*Task to carry out:*
Would you set down every entry shown below, precisely as written?

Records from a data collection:
-*-
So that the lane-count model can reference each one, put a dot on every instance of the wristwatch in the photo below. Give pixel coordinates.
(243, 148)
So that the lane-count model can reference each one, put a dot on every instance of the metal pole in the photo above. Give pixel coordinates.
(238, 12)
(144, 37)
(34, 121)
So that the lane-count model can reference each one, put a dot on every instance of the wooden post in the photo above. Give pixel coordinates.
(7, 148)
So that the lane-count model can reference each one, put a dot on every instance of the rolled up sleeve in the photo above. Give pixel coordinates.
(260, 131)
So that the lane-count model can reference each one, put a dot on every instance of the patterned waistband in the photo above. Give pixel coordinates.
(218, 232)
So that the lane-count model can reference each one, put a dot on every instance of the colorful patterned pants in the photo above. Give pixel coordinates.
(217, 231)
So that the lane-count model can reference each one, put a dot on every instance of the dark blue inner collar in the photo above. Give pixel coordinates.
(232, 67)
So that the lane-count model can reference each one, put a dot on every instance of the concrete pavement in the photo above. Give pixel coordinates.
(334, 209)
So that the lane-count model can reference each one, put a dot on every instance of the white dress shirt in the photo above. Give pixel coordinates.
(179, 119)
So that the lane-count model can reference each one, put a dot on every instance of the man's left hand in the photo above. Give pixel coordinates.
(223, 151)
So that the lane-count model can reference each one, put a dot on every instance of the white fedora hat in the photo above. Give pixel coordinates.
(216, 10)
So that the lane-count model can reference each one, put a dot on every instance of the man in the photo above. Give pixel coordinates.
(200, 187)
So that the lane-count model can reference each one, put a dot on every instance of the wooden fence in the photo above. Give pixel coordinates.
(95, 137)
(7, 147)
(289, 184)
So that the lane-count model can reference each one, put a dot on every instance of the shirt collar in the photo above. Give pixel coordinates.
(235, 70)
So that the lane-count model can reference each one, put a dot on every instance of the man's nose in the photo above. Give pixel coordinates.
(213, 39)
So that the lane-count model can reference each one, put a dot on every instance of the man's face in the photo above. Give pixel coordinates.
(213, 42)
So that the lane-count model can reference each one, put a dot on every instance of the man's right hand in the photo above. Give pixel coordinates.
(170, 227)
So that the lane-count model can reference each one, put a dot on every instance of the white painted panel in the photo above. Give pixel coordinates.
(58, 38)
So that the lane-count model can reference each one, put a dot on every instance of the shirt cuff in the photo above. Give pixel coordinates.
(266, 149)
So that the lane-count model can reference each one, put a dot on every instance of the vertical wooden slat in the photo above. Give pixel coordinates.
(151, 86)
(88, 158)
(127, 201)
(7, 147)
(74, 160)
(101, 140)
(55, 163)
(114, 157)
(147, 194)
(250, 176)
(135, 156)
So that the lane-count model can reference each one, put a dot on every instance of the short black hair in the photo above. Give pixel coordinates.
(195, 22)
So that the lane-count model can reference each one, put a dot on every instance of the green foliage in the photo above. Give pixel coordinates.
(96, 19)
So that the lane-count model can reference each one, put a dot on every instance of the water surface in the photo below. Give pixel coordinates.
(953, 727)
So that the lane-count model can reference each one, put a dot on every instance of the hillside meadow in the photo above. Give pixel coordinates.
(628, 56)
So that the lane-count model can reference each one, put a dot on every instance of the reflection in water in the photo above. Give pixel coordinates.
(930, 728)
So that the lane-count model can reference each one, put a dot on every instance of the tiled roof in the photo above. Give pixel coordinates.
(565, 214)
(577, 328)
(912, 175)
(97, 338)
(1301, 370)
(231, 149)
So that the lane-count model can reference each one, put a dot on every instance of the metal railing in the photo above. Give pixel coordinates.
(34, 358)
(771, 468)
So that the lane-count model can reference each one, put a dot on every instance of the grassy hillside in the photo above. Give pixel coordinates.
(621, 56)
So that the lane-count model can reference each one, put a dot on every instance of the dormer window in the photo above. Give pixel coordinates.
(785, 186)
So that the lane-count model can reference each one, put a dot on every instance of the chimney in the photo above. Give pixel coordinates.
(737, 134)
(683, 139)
-*-
*Response:*
So that the lane-count model can reference each one, put a dot on every instance of the wristwatch in the photo below. Give pixel coordinates.
(243, 148)
So that the lane-count model can reference each one, put a dot on every instance of the metal pole in the photo above. Give pixel coordinates.
(238, 12)
(144, 37)
(34, 121)
So that the lane-count model can reference each one, put a dot on every instance of the wooden post in the photo above. Give pixel coordinates.
(7, 148)
So that the lane-count model can reference each one, put a dot on every instance of the rolled up sleeve in the photo above. Give pixel coordinates.
(260, 131)
So that the lane-count model can reference each one, put a dot on every instance of the patterned waistband in the photo above. Give pixel coordinates.
(218, 232)
So that the lane-count model can reference each one, put a dot on every instance of the colorful patterned pants in the photo above. Give pixel coordinates.
(217, 231)
So that the lane-count model can reference each one, put a dot on every instance of the dark blue inner collar in the photo above. Give pixel coordinates.
(232, 67)
So that the lane-count model can reference each one, put a dot on every instance of the concrete pavement in the photo above. Give pixel coordinates.
(334, 209)
So that the lane-count model can reference each one, put a dot on every instance of the white dress shirt in the photo above. Give pixel coordinates.
(179, 119)
So that the lane-count model can reference each one, put a dot on every instance of the man's left hand in the photo above. Give pixel coordinates.
(223, 151)
So that the lane-count model can reference each one, put a dot on every instance of the white fedora hat in the photo above. Give pixel coordinates.
(216, 10)
So that the lane-count model can reference each one, put a dot on every instance of the man in the photo above. Give pixel coordinates.
(200, 187)
So that the lane-count model can reference each one, put a dot on every instance of the wooden fence in the photo above. Give pixel coordinates.
(95, 137)
(7, 147)
(289, 184)
So that the lane-count model can reference each one, put a dot on every instance of the shirt collar in the photo above. Give pixel coordinates.
(235, 70)
So that the lane-count model can reference each one, put a dot on every instance of the man's nose in the photo above. Give pixel coordinates.
(213, 39)
So that the lane-count model can reference each one, put a dot on every instance of the man's face in the photo above. Give pixel coordinates.
(213, 42)
So that the lane-count model can reference each one, put a dot on every instance of the man's right hand in the photo above. Give pixel coordinates.
(170, 227)
So that the lane-count model can reference each one, put a dot on every instance of the white painted panel in the photo above. Give pixel coordinates.
(58, 38)
So that the lane-count model can reference each one, put a dot on every instance of the shirt cuff in the photo above. Give pixel coordinates.
(266, 149)
So that the lane-count model can reference each one, put a dot on every instance of the vertical wooden slat in the photo above. Give pixel coordinates.
(151, 86)
(88, 158)
(127, 201)
(7, 147)
(74, 160)
(101, 140)
(55, 163)
(114, 157)
(147, 194)
(250, 176)
(135, 156)
So that the lane-count model can reference each one, put a dot on every instance of the short black hair in the photo above. Give pixel coordinates.
(195, 22)
So that the lane-count model can reference each one, put a dot on every instance of the green foliage in the photo above. Give pixel coordinates.
(96, 19)
So that the lane-count model can reference each one, put a dot on every instance of the water surface in the photo below. Give pixel coordinates.
(953, 727)
So that the lane-count model can reference each one, put a dot on every instance of the hillside meadow in the photo above. Give pixel coordinates.
(628, 56)
So that the lane-count model can reference each one, put a dot on every instance of the reflection in water in the photo above. Give pixel coordinates.
(930, 728)
So that the lane-count model can reference each one, put a dot on every instance of the tiled roof in the photo above. Give pixel coordinates.
(565, 214)
(577, 328)
(912, 175)
(97, 338)
(1301, 370)
(231, 149)
So that the lane-count model can reference each one, put a dot on every instance of the metal railing in the photo above. Give pixel coordinates.
(34, 358)
(771, 468)
So that the lane-count model can reference each one, put a dot on every instance of the grassy hillside in the photo above. Give pixel coordinates.
(621, 56)
So that the lane-count model can reference each one, put a dot on every instance of the dormer window in the photo above. Give pixel coordinates.
(785, 186)
So that the lane-count model can reference each one, put a dot on every instance of the chimney in the photo above. Give pixel coordinates.
(737, 134)
(683, 139)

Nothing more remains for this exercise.